### Your instructions
Write out the entries below in full, exactly as given.

※

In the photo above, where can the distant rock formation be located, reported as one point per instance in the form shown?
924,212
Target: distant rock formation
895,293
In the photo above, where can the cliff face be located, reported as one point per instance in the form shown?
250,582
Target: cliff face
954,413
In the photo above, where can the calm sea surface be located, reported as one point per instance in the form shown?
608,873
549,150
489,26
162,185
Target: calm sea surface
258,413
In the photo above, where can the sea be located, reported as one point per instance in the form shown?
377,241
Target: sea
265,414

※

### Answer area
In the photo above, where can the distant rock formation be located, reported as one point per instance in the form shown?
924,212
Target: distant rock formation
895,293
In the photo above, where can the cliff face be located, reported as one point per instance in the form shown?
250,582
Target: cliff face
954,413
In the photo above, where can the calm sea surface be located, reported as one point per instance in the form shown?
608,873
549,150
489,26
162,185
Target: calm sea surface
258,413
In the photo above, where can the sea be located, reported as one point per instance in the form shown?
377,241
Target: sea
265,414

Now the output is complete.